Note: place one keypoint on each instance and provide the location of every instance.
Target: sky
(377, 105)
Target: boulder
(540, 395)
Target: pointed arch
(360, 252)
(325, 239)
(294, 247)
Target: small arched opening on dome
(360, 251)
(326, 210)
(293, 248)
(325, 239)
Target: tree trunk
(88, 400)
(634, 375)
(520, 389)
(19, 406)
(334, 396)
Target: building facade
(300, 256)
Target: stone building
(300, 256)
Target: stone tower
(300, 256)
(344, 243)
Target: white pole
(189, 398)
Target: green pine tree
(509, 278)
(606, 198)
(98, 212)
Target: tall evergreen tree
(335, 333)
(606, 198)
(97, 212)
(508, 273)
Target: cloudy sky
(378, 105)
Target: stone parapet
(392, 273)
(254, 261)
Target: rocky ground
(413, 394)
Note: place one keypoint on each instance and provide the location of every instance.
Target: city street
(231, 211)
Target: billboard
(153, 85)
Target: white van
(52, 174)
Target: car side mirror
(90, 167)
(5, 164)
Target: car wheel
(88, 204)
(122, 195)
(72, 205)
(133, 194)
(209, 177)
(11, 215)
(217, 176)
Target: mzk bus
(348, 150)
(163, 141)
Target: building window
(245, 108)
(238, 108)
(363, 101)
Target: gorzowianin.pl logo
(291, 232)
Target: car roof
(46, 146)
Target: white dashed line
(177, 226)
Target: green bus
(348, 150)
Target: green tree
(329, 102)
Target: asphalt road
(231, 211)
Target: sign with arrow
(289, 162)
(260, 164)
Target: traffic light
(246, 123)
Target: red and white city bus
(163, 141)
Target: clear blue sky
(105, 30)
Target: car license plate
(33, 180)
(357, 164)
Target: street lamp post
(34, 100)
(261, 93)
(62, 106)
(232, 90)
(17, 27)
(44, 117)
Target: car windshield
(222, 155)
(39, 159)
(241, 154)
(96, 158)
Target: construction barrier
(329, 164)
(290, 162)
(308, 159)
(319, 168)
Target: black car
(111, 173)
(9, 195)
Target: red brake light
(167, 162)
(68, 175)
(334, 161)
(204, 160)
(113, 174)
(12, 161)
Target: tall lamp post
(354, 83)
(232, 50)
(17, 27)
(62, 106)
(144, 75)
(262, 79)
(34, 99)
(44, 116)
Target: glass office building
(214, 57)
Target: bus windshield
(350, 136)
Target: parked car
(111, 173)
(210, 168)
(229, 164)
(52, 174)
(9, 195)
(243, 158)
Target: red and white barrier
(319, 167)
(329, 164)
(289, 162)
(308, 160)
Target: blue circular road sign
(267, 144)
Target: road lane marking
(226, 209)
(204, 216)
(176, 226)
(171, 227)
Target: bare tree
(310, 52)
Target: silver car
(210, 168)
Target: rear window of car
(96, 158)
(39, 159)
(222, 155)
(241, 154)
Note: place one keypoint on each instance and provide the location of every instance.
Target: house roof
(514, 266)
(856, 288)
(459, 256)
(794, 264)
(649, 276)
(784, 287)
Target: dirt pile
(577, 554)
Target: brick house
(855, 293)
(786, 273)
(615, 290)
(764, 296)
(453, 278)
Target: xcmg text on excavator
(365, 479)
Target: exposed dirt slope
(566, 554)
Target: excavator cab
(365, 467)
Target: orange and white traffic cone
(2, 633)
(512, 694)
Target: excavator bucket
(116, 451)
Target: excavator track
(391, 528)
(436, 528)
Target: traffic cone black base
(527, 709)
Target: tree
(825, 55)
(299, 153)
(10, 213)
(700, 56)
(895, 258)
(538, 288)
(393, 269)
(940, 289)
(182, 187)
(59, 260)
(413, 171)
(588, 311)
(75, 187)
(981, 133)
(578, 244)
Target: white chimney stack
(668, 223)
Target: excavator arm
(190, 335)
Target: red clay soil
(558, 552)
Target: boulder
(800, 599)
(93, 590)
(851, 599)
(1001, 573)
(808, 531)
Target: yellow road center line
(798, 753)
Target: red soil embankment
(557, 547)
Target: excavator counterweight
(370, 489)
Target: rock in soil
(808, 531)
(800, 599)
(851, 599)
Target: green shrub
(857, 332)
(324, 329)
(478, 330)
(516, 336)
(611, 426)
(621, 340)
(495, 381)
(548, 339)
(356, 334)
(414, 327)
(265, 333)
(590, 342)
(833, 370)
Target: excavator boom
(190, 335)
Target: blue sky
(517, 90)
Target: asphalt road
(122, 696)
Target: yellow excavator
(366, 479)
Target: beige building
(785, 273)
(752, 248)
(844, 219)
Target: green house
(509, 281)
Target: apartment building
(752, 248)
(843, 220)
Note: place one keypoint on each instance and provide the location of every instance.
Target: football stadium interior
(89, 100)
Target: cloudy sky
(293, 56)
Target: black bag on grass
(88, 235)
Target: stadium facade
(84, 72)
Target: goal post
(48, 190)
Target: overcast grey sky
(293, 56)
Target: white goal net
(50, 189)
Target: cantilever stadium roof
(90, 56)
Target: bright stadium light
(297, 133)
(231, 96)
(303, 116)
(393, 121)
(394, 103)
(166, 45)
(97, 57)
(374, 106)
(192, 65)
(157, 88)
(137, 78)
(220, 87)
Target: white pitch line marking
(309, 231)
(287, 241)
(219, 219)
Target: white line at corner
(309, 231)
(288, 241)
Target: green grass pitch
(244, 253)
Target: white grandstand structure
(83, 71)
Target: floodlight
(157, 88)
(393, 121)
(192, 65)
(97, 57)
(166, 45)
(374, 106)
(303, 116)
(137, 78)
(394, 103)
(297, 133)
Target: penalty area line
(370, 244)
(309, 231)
:::
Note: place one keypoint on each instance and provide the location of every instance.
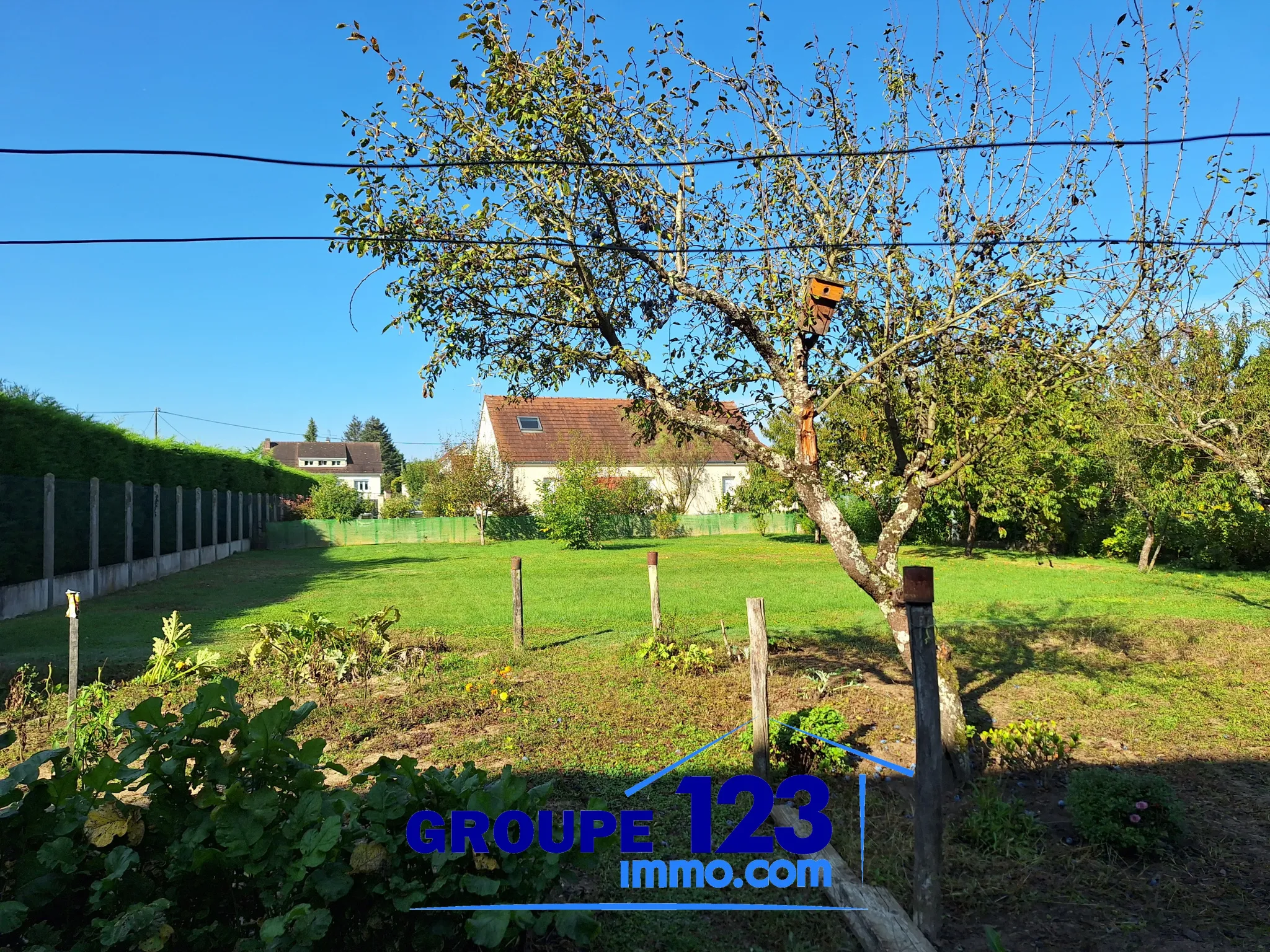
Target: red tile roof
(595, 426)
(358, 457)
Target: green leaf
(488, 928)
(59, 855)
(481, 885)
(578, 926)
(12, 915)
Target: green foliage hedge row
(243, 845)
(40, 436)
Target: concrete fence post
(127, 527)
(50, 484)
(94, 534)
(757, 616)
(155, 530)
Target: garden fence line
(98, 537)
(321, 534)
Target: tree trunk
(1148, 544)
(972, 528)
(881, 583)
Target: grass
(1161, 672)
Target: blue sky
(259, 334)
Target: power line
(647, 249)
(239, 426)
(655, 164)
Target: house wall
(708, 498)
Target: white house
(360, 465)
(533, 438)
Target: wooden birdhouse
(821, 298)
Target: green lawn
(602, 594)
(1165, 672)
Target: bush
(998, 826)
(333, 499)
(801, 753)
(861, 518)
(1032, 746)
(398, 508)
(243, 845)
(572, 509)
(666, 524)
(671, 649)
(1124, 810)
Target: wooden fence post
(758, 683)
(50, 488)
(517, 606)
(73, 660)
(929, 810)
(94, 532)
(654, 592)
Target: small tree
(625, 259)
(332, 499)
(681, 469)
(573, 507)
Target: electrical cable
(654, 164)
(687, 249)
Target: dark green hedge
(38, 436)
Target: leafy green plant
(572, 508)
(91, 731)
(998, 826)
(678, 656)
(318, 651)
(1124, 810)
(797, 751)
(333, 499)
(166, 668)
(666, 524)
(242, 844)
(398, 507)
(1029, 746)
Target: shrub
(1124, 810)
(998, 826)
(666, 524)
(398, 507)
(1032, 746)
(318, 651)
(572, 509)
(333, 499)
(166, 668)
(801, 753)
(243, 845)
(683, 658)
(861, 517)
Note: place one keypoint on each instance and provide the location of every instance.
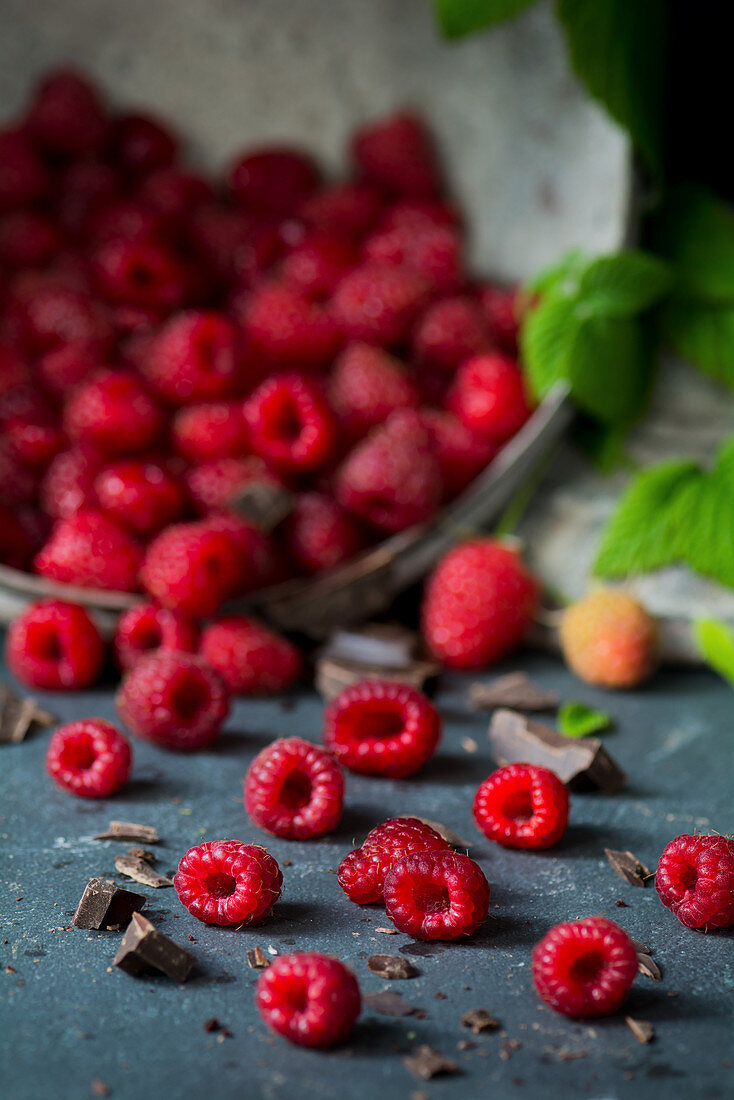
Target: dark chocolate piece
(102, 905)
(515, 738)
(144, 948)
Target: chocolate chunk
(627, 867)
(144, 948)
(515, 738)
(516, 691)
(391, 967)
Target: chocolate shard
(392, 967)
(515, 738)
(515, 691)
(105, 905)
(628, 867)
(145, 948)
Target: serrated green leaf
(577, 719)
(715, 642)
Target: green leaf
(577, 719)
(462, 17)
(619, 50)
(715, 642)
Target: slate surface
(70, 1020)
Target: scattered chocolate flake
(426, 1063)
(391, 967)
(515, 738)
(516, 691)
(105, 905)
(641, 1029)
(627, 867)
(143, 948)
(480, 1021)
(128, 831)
:::
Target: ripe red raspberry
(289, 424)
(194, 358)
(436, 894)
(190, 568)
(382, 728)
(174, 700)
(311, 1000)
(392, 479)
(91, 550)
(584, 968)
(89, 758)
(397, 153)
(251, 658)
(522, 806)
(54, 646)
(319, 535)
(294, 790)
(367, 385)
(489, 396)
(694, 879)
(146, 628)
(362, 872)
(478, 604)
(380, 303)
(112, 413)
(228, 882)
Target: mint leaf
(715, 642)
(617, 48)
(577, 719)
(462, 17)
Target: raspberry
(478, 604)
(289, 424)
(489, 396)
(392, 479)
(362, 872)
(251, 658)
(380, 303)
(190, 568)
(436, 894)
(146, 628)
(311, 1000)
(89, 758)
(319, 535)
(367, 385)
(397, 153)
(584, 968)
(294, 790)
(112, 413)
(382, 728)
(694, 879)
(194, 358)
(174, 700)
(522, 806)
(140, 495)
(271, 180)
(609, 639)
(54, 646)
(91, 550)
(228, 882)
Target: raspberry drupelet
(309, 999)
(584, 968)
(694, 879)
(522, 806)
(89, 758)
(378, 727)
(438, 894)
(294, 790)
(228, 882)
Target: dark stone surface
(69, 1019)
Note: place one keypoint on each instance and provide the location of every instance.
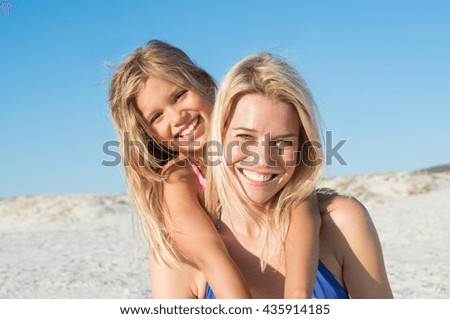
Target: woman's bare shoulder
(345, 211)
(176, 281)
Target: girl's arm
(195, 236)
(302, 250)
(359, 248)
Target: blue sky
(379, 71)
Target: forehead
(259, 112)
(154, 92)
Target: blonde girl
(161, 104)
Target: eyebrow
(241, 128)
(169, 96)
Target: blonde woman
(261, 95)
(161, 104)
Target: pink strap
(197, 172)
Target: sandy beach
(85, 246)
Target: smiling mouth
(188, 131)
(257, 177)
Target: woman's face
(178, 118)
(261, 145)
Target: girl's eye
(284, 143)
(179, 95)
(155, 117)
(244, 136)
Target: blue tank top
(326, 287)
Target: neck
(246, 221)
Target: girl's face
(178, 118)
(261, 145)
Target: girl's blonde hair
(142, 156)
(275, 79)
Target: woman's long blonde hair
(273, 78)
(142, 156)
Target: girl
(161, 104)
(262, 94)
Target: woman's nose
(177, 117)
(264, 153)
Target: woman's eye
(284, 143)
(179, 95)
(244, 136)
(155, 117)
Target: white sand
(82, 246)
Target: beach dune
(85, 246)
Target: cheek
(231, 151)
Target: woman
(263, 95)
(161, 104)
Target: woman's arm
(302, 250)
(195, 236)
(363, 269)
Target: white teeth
:::
What to do — From the records above, reproduce exactly the lines from the one with "Target: smiling mouth" to the one with "Target: white teeth", both included, and no others.

Answer below —
Target: smiling mouth
(188, 131)
(257, 177)
Target: woman's face
(178, 118)
(261, 145)
Target: girl's eye
(284, 143)
(179, 95)
(155, 117)
(244, 136)
Target: blue tank top
(326, 287)
Target: neck
(246, 221)
Target: girl's face
(178, 118)
(261, 145)
Target: girl's blonde hair
(142, 156)
(275, 79)
Target: woman's long blonde hair
(273, 78)
(142, 156)
Target: girl
(161, 104)
(262, 94)
Target: woman's nose
(177, 117)
(264, 153)
Target: woman's eye
(284, 143)
(179, 95)
(244, 136)
(155, 117)
Target: white sand
(82, 246)
Target: beach dune
(85, 246)
Target: cheek
(231, 151)
Target: woman
(263, 95)
(161, 104)
Target: woman's arm
(302, 250)
(195, 236)
(363, 269)
Target: white teeth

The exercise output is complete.